- Фрагмент документа
════════════════

Я сейчас живу в загородном доме и поняла, что мне гораздо комфортнее. Не потому, что там природа, а потому, что я гораздо больше успеваю, я не трачу столько энергии, сколько трачу в большом городе, суетясь по пробкам и по встречам. И многие люди, у которых есть даже маленькая дача или участок, говорят: а зачем сейчас нам переезжать обратно в город, когда, оказывается, можно не ездить в офис, не стоять в пробках по три часа в день, не надо летать, чтобы встречаться с партнерами? Это все прекрасно делается по зуму. Это поняли не только люди, но и большие корпорации. Зачем нам тратить огромные деньги на съем офисов, если это все можно делать на удаленке? Конечно, это очень сильно поменяет экономический и урбанистический ландшафт. Сейчас загородные дома уже стоят гораздо дороже, чем квартиры в городах. Под большие офисы завязано огромное количество сервисов, и они уже будут не востребованы. Но появятся другие сервисы за городом, и все будет меняться.

— В процессе работы над книгой на какие вопросы ты для себя ответила? И какие ответы сможет найти читатель в самой книге?

— Я думаю, самые прикладные в первую очередь. Как в этот период не сойти с ума и, более того, быть эффективным. Татьяна Черниговская называет четыре качества, которые необходимы человеку в новой реальности: это эмпатия, любопытство, адаптивность и эмоциональный интеллект. И это все можно в себе взращивать.

Если ты посмотришь, какие страны лучше справилась с первой волной, то страны, которые возглавляют женщины, по всем показателям справлялись лучше. Потому что у женщин лучше развит эмоциональный интеллект. А лидерам, которые талантливые, и опытные, и хладнокровные, и очень крутые, но не имеют этого эмоционального интеллекта, в таком кризисе очень сложно. Поэтому и лидерам, и любому человеку сейчас надо взращивать его в себе.

Очень важен при таком хаосе режим, он помогает не сойти с ума. Это такой фонарик, который помогает более или менее спокойно пройти через странную и страшную неопределенность.

У Талеба есть советы по поводу того, как, когда жизнь тебе подкидывает кислый лимон, делать сладкий лимонад. Все надо рассматривать с разных сторон и найти выгоды для себя. Это уникальный период, когда каждый человек может для себя многое переоценить, понять, принять, написать свои правила жизни и начать играть по ним. Пандемия позволяет услышать себя. И когда ты слышишь себя и идешь за своим голосом, у тебя все получается. Вот поверь мне, всегда все выстраивается.

════════════════

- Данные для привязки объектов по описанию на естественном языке
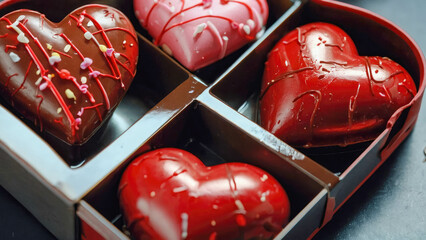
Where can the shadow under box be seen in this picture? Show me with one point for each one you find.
(239, 87)
(214, 140)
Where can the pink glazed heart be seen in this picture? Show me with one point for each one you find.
(200, 32)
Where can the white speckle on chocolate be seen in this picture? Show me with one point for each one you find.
(14, 57)
(199, 29)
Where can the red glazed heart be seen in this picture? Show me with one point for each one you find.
(317, 90)
(170, 194)
(200, 32)
(67, 77)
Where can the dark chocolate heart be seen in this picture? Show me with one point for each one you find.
(67, 77)
(170, 194)
(317, 90)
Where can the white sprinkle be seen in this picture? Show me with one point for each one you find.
(184, 217)
(263, 197)
(240, 205)
(246, 29)
(22, 38)
(251, 23)
(38, 81)
(88, 35)
(180, 189)
(199, 29)
(14, 57)
(70, 94)
(167, 49)
(20, 18)
(67, 48)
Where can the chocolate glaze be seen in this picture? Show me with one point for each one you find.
(317, 91)
(67, 77)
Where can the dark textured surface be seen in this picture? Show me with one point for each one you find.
(390, 205)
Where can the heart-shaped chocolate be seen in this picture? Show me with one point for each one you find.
(170, 194)
(67, 77)
(317, 90)
(200, 32)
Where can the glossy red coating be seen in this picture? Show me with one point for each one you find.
(67, 77)
(317, 90)
(170, 194)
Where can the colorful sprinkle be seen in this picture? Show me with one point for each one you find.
(247, 29)
(83, 79)
(43, 86)
(14, 57)
(64, 74)
(67, 48)
(88, 35)
(94, 74)
(22, 38)
(86, 63)
(109, 52)
(70, 94)
(38, 81)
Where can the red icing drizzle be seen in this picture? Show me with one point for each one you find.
(38, 111)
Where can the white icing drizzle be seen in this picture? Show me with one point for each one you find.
(184, 217)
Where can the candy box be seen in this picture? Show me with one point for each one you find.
(211, 113)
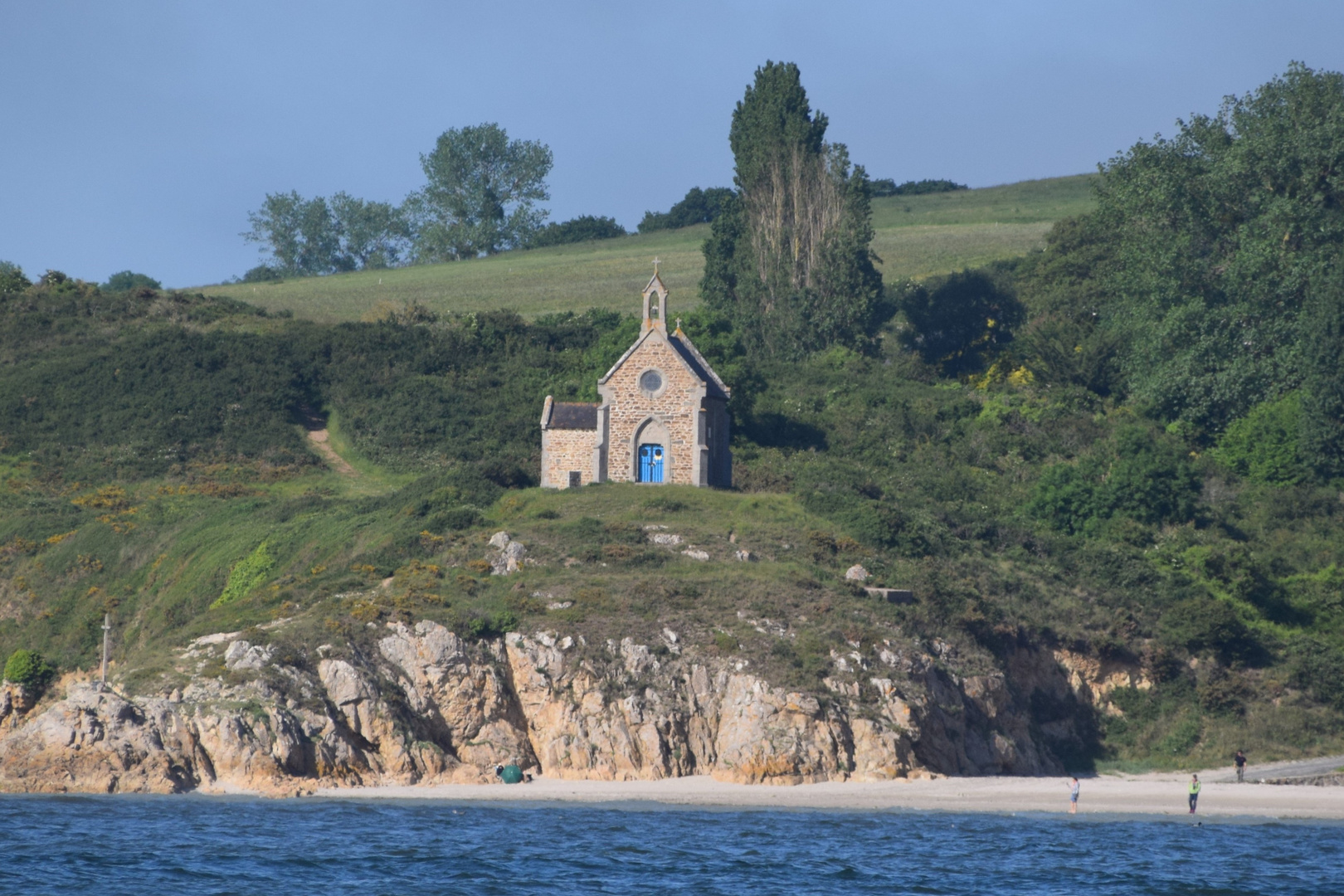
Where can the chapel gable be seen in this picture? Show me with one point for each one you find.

════════════════

Напишите продолжение интервью о жизни в пандемию, начиная сразу после его последнего предложения.

- Ответ на задание
И еще я думаю, что эта пандемия нас научила жить здесь и сейчас. Это же была очень популярная концепция, писались кучи книг, коучи-шмоучи. Все понимали, что это круто, но ни у кого не получалось. А сейчас волей-неволей ты так и живешь. Никто не строит план на 10 лет и даже на год. И это тоже очень круто, потому что это позволяет гораздо больше делать в реальном времени.

— Я так понимаю, что к июлю книга уже была закончена. А сейчас нас уже накрыла вторая волна. У тебя возникли какие‑то дополнительные вопросы к происходящему уже после завершения книги?

 — У меня вопросик, скорее, к человечеству. Мне странно, что так мало людей извлекли из первой волны урок. И я очень надеюсь, что чем быстрее мы эти уроки извлечем, тем быстрее закончится эта пандемия.

Я вот очень боялась, что книга выходит не сразу после первой волны. Но сейчас понимаю, что в некотором смысле она очень актуальна, даже более актуальна сейчас, чем если бы она вышла пару месяцев назад.

— Ты каким‑то образом планируешь продолжать работать с этой темой?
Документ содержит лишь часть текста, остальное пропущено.